= Goal =
Revise the part of the data that opens with the line containing "target: **black framed window**" and closes with the line containing "M 729 238 L" by putting "nonzero" wherever "evenodd" appears, leaving everything else unchanged. Return only that part.

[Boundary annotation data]
--- BEGIN ---

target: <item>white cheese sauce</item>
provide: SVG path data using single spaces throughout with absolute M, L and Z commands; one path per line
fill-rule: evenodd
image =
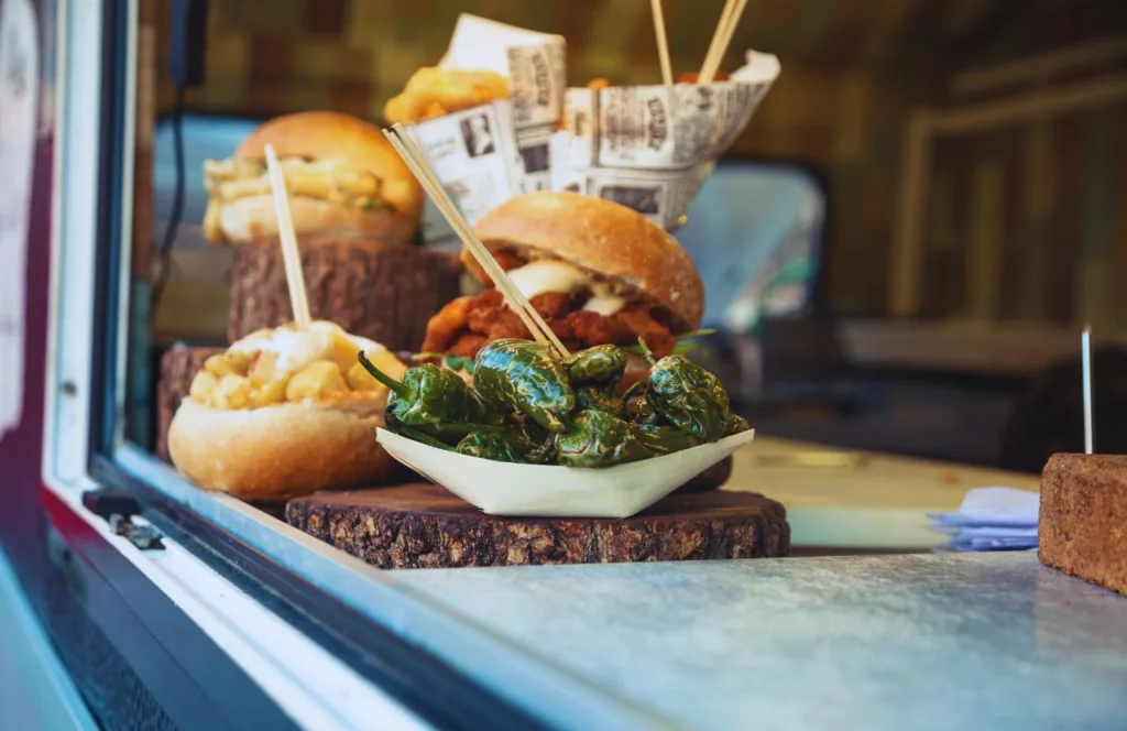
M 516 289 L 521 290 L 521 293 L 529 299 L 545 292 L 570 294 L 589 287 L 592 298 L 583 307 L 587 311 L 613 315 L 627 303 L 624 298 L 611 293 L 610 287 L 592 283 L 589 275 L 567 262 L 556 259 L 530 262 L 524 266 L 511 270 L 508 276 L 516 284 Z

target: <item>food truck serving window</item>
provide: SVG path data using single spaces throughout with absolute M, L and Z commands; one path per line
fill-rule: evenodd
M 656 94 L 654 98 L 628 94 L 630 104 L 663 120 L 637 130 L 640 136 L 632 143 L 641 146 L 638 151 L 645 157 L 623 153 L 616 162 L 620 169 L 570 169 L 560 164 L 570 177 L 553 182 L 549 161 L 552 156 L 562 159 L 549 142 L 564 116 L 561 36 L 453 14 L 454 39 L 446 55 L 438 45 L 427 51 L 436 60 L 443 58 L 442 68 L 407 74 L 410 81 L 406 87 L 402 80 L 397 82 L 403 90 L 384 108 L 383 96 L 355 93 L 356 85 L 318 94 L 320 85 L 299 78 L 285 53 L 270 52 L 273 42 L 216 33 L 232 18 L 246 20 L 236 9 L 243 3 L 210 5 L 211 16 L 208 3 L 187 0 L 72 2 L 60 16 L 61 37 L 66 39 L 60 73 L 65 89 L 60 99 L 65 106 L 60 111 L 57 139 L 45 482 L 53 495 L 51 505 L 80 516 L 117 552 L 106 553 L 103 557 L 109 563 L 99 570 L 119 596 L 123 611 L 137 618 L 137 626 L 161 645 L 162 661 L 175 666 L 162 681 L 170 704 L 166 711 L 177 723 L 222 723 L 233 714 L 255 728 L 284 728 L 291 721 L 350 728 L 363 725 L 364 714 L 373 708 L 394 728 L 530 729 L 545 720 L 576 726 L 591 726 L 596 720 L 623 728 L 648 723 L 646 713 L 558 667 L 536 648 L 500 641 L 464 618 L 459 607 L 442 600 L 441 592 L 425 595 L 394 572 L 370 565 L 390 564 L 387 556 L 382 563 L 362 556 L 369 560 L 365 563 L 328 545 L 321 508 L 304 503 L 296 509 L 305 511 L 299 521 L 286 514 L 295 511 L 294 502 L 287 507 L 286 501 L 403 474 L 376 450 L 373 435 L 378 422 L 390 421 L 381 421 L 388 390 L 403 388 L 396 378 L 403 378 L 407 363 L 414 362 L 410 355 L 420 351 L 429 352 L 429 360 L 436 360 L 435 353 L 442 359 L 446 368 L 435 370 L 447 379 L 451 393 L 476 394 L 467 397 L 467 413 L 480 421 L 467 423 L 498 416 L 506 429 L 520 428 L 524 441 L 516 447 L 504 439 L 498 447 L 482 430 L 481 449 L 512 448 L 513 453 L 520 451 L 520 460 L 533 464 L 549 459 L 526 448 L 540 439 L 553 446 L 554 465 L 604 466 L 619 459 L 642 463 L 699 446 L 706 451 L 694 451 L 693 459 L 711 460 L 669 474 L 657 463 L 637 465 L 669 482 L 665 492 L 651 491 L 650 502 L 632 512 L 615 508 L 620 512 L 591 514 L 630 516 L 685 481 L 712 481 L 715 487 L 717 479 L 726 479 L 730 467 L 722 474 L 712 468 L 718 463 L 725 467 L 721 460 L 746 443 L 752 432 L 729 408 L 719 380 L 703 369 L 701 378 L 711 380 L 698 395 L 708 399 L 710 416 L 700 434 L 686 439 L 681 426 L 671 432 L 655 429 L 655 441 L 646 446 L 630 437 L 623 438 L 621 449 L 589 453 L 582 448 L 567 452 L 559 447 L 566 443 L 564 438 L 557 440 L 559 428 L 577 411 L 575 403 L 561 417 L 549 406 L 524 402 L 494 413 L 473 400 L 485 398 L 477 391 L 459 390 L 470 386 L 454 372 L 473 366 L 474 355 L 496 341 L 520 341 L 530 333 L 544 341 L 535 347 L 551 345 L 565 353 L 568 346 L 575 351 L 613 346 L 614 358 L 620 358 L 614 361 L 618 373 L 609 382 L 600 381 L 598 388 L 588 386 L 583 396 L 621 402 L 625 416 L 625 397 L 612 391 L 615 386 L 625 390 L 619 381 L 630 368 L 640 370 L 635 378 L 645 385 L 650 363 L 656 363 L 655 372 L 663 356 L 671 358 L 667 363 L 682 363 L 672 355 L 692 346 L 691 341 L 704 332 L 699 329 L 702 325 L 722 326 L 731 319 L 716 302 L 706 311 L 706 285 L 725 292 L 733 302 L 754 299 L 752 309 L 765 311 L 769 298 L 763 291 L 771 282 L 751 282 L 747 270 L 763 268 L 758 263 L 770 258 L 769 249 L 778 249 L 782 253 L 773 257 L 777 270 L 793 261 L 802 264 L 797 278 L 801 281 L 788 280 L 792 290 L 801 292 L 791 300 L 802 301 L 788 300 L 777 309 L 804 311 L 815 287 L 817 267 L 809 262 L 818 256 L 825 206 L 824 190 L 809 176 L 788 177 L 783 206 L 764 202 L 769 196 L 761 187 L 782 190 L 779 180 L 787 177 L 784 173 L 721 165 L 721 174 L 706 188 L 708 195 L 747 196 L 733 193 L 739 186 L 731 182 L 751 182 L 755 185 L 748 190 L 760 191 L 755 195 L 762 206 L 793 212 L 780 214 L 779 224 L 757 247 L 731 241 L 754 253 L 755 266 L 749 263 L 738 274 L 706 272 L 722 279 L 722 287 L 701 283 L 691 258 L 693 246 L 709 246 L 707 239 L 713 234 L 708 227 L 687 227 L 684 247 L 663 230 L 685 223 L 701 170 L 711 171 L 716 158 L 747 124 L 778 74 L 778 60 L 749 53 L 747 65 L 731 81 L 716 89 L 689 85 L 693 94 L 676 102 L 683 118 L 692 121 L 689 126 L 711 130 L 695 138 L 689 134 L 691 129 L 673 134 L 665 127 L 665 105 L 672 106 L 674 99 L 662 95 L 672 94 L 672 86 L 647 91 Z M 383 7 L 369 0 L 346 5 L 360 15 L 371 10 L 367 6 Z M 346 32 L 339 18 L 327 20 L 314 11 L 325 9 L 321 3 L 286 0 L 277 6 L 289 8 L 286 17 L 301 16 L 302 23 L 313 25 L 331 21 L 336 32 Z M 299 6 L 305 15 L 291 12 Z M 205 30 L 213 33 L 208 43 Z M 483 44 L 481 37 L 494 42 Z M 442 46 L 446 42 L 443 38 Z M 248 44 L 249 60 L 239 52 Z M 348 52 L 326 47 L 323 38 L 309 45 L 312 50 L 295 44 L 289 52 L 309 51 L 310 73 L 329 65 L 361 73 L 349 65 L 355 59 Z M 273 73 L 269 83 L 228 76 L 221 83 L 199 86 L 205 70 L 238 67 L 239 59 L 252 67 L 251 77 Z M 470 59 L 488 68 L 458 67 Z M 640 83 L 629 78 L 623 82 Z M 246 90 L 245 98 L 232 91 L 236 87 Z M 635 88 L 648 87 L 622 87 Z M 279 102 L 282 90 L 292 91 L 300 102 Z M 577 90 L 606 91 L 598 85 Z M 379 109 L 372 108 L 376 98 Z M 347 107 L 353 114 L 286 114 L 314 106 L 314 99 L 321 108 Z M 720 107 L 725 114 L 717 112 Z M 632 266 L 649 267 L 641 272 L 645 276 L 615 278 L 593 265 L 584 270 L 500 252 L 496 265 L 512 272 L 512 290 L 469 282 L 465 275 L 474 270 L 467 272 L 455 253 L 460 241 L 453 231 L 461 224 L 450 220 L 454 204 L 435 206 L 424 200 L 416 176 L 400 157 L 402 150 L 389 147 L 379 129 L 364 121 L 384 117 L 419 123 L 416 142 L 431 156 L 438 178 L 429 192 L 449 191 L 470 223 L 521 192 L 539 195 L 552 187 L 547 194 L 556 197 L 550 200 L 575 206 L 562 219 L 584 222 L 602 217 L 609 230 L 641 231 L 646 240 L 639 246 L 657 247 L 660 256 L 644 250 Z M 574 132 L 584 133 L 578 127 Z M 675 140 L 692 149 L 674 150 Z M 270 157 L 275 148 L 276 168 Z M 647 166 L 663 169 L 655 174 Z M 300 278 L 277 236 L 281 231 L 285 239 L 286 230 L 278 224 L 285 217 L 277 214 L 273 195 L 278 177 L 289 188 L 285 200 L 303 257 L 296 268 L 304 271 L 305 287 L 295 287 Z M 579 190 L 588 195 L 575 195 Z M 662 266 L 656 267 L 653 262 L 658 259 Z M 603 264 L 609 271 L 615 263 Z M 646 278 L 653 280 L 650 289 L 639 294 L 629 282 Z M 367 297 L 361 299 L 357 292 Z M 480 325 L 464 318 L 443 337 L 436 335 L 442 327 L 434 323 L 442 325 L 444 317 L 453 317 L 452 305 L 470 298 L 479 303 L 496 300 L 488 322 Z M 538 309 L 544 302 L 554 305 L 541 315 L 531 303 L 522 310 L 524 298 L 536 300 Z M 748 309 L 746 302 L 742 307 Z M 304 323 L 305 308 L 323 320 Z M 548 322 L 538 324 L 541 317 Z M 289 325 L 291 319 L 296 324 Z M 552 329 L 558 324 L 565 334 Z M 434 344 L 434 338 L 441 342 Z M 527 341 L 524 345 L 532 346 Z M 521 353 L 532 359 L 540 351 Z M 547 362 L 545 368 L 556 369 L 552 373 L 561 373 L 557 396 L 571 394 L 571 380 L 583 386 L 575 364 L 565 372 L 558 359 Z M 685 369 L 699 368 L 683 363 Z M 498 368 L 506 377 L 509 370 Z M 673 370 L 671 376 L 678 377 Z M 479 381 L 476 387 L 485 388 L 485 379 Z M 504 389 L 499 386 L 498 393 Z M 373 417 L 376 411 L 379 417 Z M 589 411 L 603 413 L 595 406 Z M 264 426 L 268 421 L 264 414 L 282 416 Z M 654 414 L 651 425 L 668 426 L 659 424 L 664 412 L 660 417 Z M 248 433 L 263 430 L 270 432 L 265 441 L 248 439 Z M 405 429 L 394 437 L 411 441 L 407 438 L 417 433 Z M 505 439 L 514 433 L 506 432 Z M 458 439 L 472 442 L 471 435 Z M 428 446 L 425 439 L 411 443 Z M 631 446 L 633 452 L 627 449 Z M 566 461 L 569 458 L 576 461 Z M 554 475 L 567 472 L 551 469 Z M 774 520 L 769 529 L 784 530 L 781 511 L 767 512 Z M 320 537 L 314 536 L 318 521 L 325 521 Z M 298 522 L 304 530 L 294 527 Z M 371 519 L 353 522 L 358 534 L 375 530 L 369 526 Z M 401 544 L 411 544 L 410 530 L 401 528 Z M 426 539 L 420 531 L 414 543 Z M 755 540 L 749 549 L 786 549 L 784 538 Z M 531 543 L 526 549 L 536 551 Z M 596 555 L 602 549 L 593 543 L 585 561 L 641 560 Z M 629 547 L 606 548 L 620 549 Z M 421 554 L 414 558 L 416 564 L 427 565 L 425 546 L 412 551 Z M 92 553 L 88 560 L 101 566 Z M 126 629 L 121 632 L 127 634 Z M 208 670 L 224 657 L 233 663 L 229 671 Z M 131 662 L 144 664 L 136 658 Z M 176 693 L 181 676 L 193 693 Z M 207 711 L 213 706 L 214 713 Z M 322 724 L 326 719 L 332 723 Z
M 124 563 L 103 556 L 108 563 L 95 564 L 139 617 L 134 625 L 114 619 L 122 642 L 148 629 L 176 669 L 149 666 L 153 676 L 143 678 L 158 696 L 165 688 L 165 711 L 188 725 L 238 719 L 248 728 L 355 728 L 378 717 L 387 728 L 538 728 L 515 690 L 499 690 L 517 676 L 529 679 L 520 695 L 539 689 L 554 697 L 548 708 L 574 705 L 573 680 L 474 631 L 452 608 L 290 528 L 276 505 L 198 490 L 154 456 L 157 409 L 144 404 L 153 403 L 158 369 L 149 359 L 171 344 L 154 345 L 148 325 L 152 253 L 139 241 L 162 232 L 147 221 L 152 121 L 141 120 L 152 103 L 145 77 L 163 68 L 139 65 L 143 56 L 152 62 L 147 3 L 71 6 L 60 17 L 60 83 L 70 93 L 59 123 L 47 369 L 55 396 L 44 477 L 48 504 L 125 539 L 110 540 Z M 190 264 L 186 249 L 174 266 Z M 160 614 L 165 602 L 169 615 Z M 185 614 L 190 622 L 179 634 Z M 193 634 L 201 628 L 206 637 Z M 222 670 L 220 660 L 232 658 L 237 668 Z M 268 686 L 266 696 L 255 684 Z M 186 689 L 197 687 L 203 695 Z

--- END ---
--- BEGIN ---

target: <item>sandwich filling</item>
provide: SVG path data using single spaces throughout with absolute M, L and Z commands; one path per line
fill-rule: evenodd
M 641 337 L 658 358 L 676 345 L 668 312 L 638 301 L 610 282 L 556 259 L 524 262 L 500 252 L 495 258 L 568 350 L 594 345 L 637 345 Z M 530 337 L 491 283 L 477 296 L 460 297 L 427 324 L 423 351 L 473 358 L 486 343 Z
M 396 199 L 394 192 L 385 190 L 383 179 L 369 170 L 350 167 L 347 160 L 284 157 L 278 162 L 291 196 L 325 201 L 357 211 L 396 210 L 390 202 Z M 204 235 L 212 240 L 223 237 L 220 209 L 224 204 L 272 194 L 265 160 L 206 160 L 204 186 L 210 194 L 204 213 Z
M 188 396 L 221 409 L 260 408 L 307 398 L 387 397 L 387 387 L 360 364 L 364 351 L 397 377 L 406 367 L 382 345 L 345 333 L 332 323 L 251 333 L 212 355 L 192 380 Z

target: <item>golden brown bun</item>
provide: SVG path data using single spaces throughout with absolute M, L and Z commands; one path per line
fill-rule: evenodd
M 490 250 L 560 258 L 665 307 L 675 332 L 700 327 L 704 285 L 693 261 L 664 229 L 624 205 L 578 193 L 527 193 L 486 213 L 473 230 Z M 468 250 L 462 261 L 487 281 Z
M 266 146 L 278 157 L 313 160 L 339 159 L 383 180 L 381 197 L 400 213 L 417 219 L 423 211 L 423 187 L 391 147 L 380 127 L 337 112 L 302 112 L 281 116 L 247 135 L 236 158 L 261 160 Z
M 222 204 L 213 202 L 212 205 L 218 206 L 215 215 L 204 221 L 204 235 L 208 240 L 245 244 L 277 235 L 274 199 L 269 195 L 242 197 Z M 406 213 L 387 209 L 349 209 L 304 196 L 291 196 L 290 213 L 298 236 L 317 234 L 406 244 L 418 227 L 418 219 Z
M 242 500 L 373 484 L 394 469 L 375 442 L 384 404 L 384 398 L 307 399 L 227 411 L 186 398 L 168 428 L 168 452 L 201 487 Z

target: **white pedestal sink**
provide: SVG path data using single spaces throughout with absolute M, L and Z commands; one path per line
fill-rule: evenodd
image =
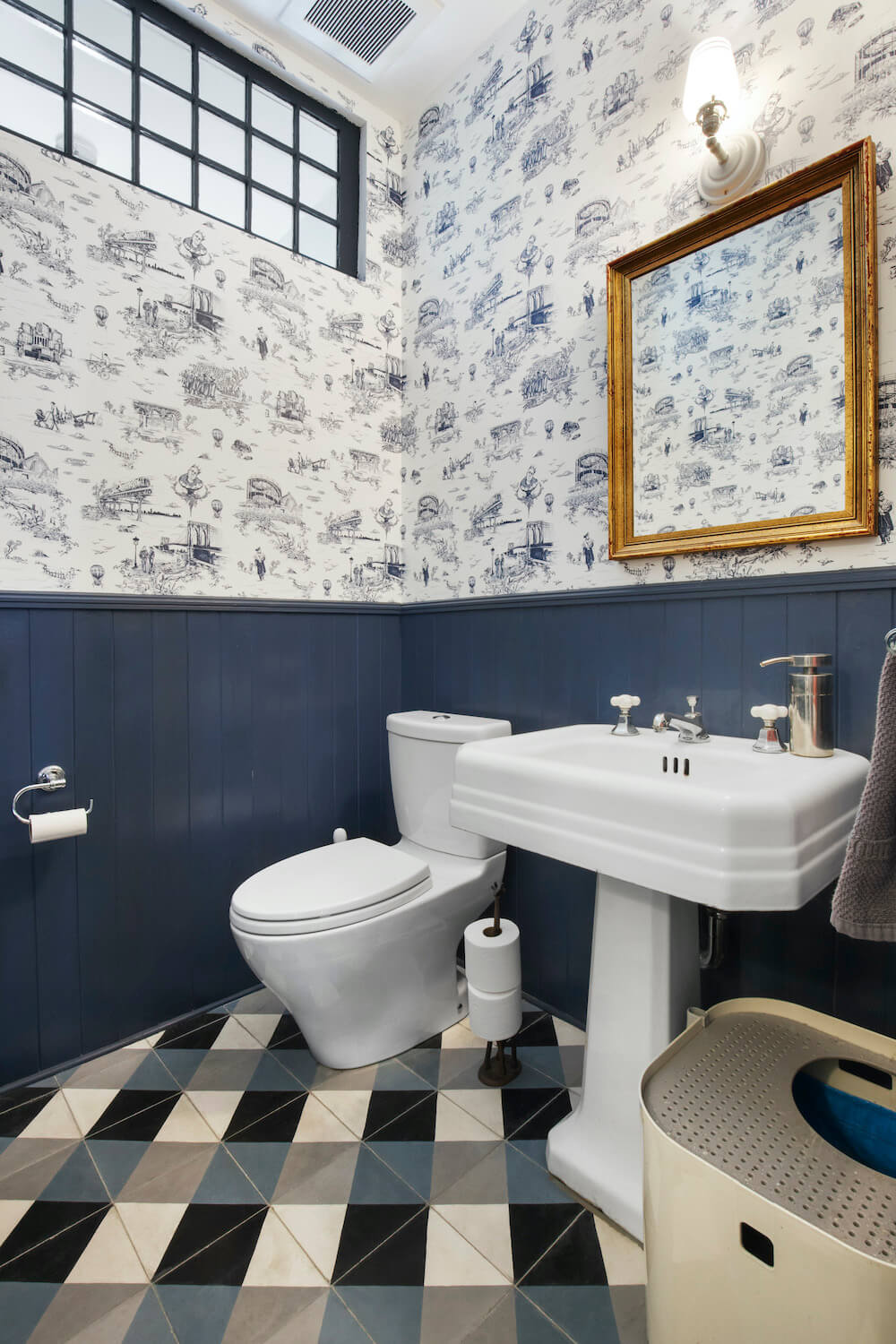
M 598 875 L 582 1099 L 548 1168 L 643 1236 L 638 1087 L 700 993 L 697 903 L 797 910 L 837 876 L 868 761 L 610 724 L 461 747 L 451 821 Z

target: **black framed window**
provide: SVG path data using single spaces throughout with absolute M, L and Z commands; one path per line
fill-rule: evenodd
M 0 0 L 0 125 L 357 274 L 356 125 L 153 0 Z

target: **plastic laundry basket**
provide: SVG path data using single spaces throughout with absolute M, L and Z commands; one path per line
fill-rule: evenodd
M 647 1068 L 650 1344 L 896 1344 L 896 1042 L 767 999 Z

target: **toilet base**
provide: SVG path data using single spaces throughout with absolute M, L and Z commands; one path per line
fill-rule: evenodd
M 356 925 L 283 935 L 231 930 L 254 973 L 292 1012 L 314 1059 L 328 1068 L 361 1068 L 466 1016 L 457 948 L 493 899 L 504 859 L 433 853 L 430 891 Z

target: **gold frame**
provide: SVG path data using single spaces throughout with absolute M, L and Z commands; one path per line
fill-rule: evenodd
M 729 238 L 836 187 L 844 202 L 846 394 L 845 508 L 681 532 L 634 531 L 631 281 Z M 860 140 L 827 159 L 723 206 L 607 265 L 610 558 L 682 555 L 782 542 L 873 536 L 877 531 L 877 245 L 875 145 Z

--- END ---

= Solution below =
target: **black framed window**
provide: SVG path data using single spaces throughout with absolute M, L and Z commands; one path per line
fill-rule: nonzero
M 0 0 L 0 125 L 357 274 L 356 125 L 153 0 Z

target: **plastic laundry basket**
provide: SVG path data using single spaces throughout with absolute M, L and Z commands; one path per line
fill-rule: nonzero
M 647 1068 L 650 1344 L 896 1344 L 896 1042 L 767 999 Z

target: **toilet base**
provide: SVG path data using single spaces throughout with absolute M, L and Z commands; one path per line
fill-rule: nonzero
M 356 925 L 283 935 L 231 930 L 254 973 L 292 1012 L 314 1059 L 328 1068 L 361 1068 L 466 1016 L 457 948 L 493 899 L 504 859 L 433 853 L 430 891 Z

target: **gold frame**
provide: SVG path data using single spaces throughout with absolute M, L and Z commands; one path per line
fill-rule: nonzero
M 729 238 L 836 187 L 844 202 L 846 394 L 845 508 L 681 532 L 634 531 L 631 281 Z M 860 140 L 827 159 L 723 206 L 607 265 L 610 558 L 682 555 L 782 542 L 873 536 L 877 531 L 877 245 L 875 145 Z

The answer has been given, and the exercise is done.